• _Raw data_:
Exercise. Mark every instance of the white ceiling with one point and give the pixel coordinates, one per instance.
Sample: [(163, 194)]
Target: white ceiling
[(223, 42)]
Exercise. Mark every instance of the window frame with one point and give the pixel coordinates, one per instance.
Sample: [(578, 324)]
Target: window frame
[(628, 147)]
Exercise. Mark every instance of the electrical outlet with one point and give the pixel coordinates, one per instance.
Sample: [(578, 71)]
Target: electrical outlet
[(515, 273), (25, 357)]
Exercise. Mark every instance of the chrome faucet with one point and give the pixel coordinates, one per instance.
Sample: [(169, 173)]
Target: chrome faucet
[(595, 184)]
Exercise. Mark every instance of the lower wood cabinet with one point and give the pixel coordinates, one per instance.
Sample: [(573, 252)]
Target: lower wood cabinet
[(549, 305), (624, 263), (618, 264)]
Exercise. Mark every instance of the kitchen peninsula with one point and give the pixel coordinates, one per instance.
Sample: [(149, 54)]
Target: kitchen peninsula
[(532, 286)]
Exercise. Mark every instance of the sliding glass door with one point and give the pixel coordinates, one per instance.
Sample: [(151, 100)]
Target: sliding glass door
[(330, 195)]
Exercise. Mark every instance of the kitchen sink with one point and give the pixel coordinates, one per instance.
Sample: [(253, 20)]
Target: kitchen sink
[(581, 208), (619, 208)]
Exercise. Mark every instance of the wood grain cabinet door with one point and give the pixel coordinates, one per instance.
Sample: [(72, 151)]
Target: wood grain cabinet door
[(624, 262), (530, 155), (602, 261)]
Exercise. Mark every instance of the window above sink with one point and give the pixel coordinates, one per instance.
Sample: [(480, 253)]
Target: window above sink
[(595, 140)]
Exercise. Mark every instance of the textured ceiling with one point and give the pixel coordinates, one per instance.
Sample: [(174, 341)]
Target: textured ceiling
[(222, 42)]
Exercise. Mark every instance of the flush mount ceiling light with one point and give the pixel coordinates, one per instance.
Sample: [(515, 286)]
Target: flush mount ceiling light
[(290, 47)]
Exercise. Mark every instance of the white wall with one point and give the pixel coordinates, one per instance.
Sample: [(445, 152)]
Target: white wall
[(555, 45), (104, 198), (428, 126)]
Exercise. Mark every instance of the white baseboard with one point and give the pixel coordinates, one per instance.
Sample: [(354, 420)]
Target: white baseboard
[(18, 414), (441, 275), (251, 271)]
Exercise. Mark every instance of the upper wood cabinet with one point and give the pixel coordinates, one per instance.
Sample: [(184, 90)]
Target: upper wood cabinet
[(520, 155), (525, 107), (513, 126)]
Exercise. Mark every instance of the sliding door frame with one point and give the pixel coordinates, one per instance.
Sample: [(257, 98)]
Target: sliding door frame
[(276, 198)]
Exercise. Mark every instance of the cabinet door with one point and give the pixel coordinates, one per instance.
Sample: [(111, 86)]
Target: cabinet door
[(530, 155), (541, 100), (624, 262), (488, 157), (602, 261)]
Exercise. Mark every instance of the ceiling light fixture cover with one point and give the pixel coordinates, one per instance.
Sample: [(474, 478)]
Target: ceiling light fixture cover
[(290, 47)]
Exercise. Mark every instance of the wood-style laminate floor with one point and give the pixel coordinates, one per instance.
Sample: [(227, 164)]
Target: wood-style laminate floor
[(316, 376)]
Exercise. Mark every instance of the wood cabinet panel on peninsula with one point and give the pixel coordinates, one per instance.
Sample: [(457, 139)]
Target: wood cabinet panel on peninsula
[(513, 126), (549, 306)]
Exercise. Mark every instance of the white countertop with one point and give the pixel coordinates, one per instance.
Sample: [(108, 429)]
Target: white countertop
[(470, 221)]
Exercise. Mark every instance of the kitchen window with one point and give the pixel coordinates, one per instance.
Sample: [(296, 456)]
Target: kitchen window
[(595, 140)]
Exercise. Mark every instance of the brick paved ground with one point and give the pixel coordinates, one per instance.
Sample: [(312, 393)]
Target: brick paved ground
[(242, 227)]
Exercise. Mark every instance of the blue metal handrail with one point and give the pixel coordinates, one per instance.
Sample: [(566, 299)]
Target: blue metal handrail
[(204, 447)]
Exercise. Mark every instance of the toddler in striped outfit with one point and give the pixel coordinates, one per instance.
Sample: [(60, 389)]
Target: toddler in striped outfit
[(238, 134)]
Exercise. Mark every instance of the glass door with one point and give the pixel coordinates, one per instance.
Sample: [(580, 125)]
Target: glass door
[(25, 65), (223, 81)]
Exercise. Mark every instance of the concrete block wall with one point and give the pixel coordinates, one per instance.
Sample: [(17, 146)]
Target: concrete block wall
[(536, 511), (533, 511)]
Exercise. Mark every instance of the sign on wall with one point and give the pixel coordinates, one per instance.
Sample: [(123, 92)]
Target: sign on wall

• _DIRECTIONS FOR THIS TASK_: Render every line of the data above as a JSON list of strings, one string per line, leaving out blank lines.

• _WRITTEN SOLUTION_:
[
  "Exercise. Mark every instance of the white ceiling with one point and give the pixel coordinates, one per instance.",
  "Sample: [(163, 194)]",
  "Target: white ceiling",
  "[(223, 42)]",
  "Exercise. Mark every instance of the window frame with one point and give the pixel coordinates, one per instance.",
  "Sample: [(578, 324)]",
  "Target: window frame",
  "[(628, 147)]",
  "Exercise. Mark every instance of the electrical outlet with one point and give the pixel coordinates, one per instance.",
  "Sample: [(578, 71)]",
  "Target: electrical outlet",
  "[(515, 273), (25, 357)]",
  "Exercise. Mark every instance of the chrome faucet with one point and give the pixel coordinates, one per instance.",
  "Sample: [(169, 173)]",
  "Target: chrome faucet",
  "[(595, 184)]",
  "Exercise. Mark every instance of the lower wood cabinet with one point and give the pixel coordinates, one per instance.",
  "Sample: [(573, 252)]",
  "Target: lower wood cabinet",
  "[(549, 305), (624, 263), (618, 264)]",
  "Exercise. Mark every instance of the kitchen peninsula with one point and give the pixel coordinates, one per instance.",
  "Sample: [(149, 54)]",
  "Target: kitchen peninsula",
  "[(532, 286)]",
  "Exercise. Mark every instance of the sliding glass door with one point and give the pixel coordinates, one per instance.",
  "Sample: [(151, 100)]",
  "Target: sliding glass door",
  "[(330, 195)]",
  "Exercise. Mark every instance of the kitchen sink with one point and give the pixel coordinates, one per instance.",
  "Sample: [(253, 20)]",
  "Target: kitchen sink",
  "[(581, 208), (619, 208)]",
  "Exercise. Mark every instance of the wood grain cabinet door with one point and give the pixel coordinates, one per instance.",
  "Sample: [(72, 151)]",
  "Target: wood grain cabinet door",
  "[(624, 262), (530, 155), (602, 261)]",
  "Exercise. Mark every instance of the window above sink with one point and give the pixel coordinates, one per instance.",
  "Sample: [(480, 253)]",
  "Target: window above sink",
  "[(595, 140)]",
  "Exercise. Mark every instance of the textured ceiling with one point and give the pixel coordinates, one per instance.",
  "Sample: [(174, 341)]",
  "Target: textured ceiling",
  "[(222, 42)]",
  "Exercise. Mark every instance of the flush mount ceiling light with one point and give the pixel coordinates, one per instance.",
  "Sample: [(515, 286)]",
  "Target: flush mount ceiling light",
  "[(290, 47)]",
  "Exercise. Mark every instance of the white wall with one point and give the pixel coordinates, one per instance.",
  "Sample: [(445, 152)]",
  "Target: white wall",
  "[(555, 45), (104, 198), (428, 126)]",
  "Exercise. Mark every instance of the white baseboard with one point and give the pixel coordinates, one per instance.",
  "Sample: [(354, 420)]",
  "Target: white baseboard",
  "[(18, 414), (441, 275), (251, 271)]",
  "Exercise. Mark every instance of the upper wood cabinet with one point and give the pixel coordinates, one per instance.",
  "Sample: [(184, 90)]",
  "Target: upper wood cabinet",
  "[(520, 155), (525, 107), (513, 126)]",
  "Exercise. Mark every instance of the sliding door frame with one point and give the pixel coordinates, one per instance.",
  "Sample: [(257, 98)]",
  "Target: sliding door frame",
  "[(276, 198)]",
  "Exercise. Mark every instance of the cabinet door with one point and give the pixel coordinates, one per instance.",
  "Sample: [(111, 86)]",
  "Target: cabinet door",
  "[(530, 155), (541, 100), (624, 262), (488, 157), (602, 261)]",
  "Exercise. Mark every instance of the ceiling light fixture cover with one point and give the pixel coordinates, one per instance.",
  "Sample: [(474, 478)]",
  "Target: ceiling light fixture cover",
  "[(290, 47)]",
  "Exercise. Mark every instance of the wood-style laminate floor with one point and give the pixel coordinates, one per instance.",
  "Sample: [(227, 164)]",
  "Target: wood-style laminate floor",
  "[(316, 376)]",
  "Exercise. Mark every instance of the wood cabinet panel on peninsula with one point and give the pixel coordinates, one per instance.",
  "Sample: [(457, 139)]",
  "Target: wood cabinet panel on peninsula",
  "[(513, 126), (549, 306)]",
  "Exercise. Mark every instance of the white countertop with one point and give the pixel coordinates, one per instance.",
  "Sample: [(108, 429)]",
  "Target: white countertop",
  "[(470, 221)]",
  "Exercise. Mark every instance of the kitchen window with one point and give the pixel coordinates, one per instance.",
  "Sample: [(296, 456)]",
  "Target: kitchen window",
  "[(595, 140)]",
  "Exercise. Mark every instance of the brick paved ground with one point and give the pixel coordinates, one per instance.",
  "Sample: [(312, 393)]",
  "Target: brick paved ground",
  "[(242, 227)]",
  "Exercise. Mark every instance of the blue metal handrail with one point and give the pixel coordinates, one per instance.",
  "Sample: [(566, 299)]",
  "Target: blue metal handrail",
  "[(204, 447)]",
  "Exercise. Mark every instance of the toddler in striped outfit with one point and give the pixel coordinates, one per instance.",
  "Sample: [(60, 389)]",
  "Target: toddler in striped outfit",
  "[(238, 134)]",
  "Exercise. Mark every instance of the glass door with one point and give the pixel coordinates, one per instance.",
  "Sample: [(580, 125)]",
  "Target: glass door",
  "[(25, 65), (223, 81)]",
  "Exercise. Mark every instance of the concrete block wall with one point and give the pixel coordinates, one per instance.",
  "Sample: [(17, 146)]",
  "Target: concrete block wall",
  "[(536, 511), (533, 511)]",
  "Exercise. Mark every instance of the sign on wall with one point and give the pixel coordinates, one per instance.",
  "Sample: [(123, 92)]",
  "Target: sign on wall"
]